> [PROMPT] Looking at the listing below, give the number of lines in which the string "shoulder" appears, and add nothing else.

**** MATERIAL SUPPLIED ****

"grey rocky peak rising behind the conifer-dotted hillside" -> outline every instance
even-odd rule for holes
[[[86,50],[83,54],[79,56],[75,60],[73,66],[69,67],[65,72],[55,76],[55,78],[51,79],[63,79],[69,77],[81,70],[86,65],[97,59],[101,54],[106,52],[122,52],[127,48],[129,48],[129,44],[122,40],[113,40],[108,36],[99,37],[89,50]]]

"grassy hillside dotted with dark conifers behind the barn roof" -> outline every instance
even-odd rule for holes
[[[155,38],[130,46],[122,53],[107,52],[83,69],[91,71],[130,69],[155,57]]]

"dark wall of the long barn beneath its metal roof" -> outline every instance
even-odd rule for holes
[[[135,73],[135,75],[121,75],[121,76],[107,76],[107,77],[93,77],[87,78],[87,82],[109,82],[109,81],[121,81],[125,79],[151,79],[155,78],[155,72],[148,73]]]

****
**** MATERIAL SUPPLIED ****

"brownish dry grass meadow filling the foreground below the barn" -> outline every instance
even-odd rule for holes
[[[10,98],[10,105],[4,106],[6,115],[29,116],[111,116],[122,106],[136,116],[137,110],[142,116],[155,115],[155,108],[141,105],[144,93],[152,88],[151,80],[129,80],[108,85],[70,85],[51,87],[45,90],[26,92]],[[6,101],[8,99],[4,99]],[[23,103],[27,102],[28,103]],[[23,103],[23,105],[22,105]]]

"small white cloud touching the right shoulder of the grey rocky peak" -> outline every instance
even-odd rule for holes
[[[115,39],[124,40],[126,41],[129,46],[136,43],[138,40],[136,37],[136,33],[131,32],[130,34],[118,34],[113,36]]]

****
**** MATERIAL SUPPLIED ****

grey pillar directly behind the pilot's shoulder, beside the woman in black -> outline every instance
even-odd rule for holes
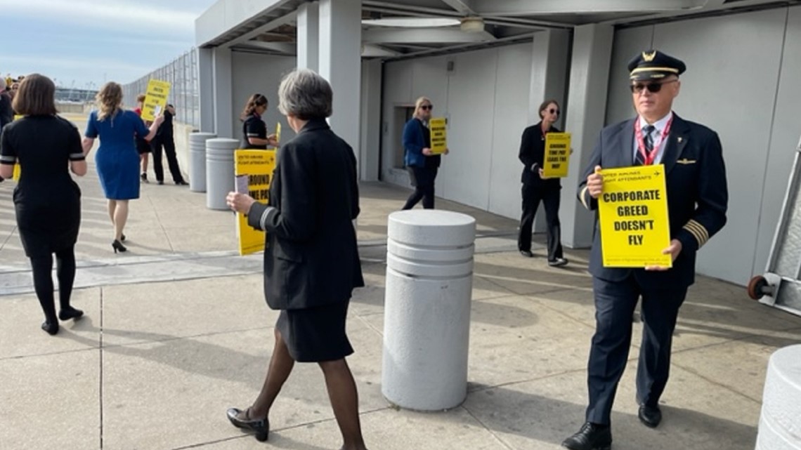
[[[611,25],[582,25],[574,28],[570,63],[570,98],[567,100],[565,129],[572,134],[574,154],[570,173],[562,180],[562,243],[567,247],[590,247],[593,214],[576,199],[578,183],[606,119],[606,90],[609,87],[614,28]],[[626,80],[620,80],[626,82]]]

****

> [ANSWER SECTION] 2